▸ The exercise: Count the lines in the records below that contain the word "snow", and give only the number.

▸ Records to use:
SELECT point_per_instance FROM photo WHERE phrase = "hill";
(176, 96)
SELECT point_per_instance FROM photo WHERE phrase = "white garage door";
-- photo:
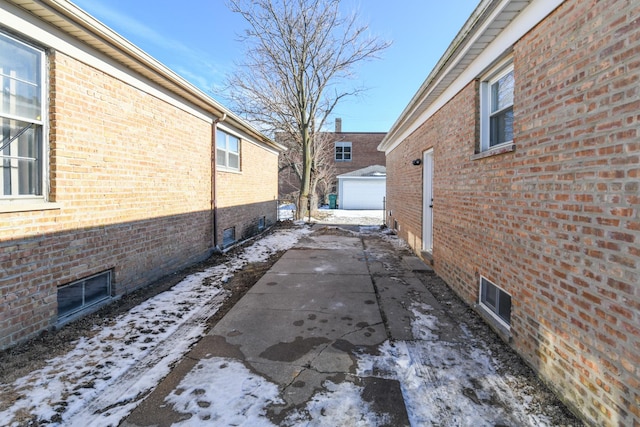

==

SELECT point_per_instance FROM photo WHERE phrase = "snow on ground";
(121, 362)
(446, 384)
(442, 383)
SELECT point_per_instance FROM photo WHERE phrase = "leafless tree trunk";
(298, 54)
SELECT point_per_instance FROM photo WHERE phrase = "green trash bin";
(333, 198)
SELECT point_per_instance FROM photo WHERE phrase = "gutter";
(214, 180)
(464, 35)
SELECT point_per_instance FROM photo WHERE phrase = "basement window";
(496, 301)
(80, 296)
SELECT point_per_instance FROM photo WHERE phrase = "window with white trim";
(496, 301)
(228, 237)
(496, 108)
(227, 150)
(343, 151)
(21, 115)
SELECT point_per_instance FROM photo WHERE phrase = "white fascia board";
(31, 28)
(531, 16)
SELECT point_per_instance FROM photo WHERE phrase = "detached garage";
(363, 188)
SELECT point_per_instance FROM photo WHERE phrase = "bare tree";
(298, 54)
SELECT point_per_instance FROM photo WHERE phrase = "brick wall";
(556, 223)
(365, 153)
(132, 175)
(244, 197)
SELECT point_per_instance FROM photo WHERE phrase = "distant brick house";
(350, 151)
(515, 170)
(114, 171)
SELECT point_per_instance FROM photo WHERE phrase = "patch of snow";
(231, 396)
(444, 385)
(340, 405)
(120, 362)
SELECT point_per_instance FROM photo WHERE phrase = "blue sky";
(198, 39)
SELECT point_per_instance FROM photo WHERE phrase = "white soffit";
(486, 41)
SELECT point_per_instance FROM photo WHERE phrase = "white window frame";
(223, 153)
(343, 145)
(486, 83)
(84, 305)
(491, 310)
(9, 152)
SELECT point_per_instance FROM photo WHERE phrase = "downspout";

▸ The solution: 2